■ **What is required**: Retype each line of the material below word for word; pictures stay out.

----

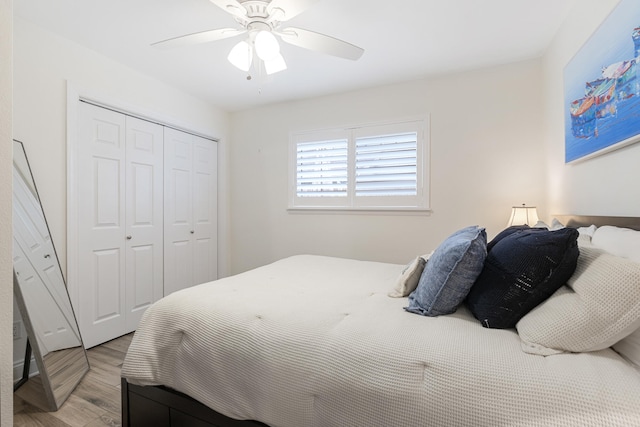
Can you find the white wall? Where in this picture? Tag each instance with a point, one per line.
(6, 147)
(486, 155)
(44, 64)
(604, 185)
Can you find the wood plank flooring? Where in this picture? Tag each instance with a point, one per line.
(96, 400)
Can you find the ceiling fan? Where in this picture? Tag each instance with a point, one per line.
(261, 21)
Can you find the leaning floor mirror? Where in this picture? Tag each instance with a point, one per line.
(42, 298)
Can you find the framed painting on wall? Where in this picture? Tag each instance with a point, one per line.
(602, 87)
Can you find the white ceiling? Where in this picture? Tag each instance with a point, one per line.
(403, 40)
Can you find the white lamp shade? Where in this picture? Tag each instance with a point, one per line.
(523, 215)
(241, 56)
(274, 65)
(267, 47)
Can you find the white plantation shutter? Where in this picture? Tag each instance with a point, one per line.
(387, 165)
(321, 168)
(378, 167)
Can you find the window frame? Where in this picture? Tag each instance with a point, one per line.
(351, 202)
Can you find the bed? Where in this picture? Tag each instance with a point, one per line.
(317, 341)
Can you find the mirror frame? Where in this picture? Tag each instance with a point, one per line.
(53, 384)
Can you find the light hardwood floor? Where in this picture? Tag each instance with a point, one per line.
(96, 400)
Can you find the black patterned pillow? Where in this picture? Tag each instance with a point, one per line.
(522, 270)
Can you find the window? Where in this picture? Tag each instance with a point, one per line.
(375, 167)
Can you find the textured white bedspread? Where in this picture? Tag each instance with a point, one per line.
(316, 341)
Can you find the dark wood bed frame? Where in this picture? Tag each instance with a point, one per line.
(160, 406)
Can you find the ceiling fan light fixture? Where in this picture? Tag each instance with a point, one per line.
(241, 56)
(267, 46)
(274, 65)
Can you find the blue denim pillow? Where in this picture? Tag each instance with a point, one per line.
(450, 273)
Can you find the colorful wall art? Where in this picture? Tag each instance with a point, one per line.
(602, 87)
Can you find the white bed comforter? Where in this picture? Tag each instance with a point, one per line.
(316, 341)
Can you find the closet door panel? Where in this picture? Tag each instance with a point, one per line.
(178, 211)
(205, 210)
(101, 224)
(144, 218)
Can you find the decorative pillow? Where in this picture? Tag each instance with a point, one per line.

----

■ **Answer to this problem**:
Can you find the white wall? Where in this picture? Tag each instance with a point, one per line.
(6, 147)
(486, 155)
(44, 64)
(604, 185)
Can you find the wood plank flooring? Where in this picture? Tag each instance with a point, one per line.
(96, 400)
Can you find the ceiling fan? Where in this picture? Tag each instance with a point, one per line.
(261, 21)
Can you find the leaning floor mirror? Where in this picture? Tag each instance with a point, one per line.
(42, 298)
Can you find the framed painting on wall? Where in this picture? Tag each instance with a point, one per line.
(602, 87)
Can you find the white ceiling? Where in this picture? Tag each instance with a point, one per line.
(403, 40)
Can you find the white lamp shade? Where in this picture? Tag each instance with a point, one per line.
(523, 215)
(241, 56)
(274, 65)
(267, 47)
Can you find the white plantation shutter? Where in this picture? Tag each instance with a point, one per line.
(387, 165)
(321, 168)
(378, 167)
Can you find the window frame? Where in this picture? Tag each instance with a point, one per line.
(351, 202)
Can you find the bed? Where in this picture? Tag each instance with a point, one per line.
(317, 341)
Can you find the mirror frame? Where in this picture? Tag each instance with a point, one per line.
(53, 384)
Can you find the light hardwood floor? Where in this picture? Tag each instance with a point, one per line.
(96, 400)
Can you find the black patterned pillow? Where in this picture? Tag each instance with a point, one per line.
(522, 270)
Can you find the window? Where in this picture? Tag each instance with a point, one per line.
(375, 167)
Can you find the textured white bedspread? Where in this picture? Tag each instance with a point, one per line.
(316, 341)
Can you find the dark wood bed frame? Where in this picture? Tag each instance with a point, one per line.
(160, 406)
Can you find the ceiling fan light fixture? Where in this picture? Tag each instance with a point, one per line.
(241, 56)
(267, 46)
(274, 65)
Can you find the blue denim pillow? Where in this picture? Tag each instance with a point, one per line.
(450, 273)
Can you find the colorful wall art? Where in this picture? Tag each instance with a point, one per line.
(602, 87)
Can you find the white bed comforter? Where in this picture? Tag each instance with a point, one per line.
(316, 341)
Can you find the closet door panel? Where in this picture? Tag each instance with a point, one per line.
(178, 211)
(205, 210)
(101, 224)
(144, 218)
Can you find the decorative pillow? Where in this picture? Tag each instance with a point, one per line.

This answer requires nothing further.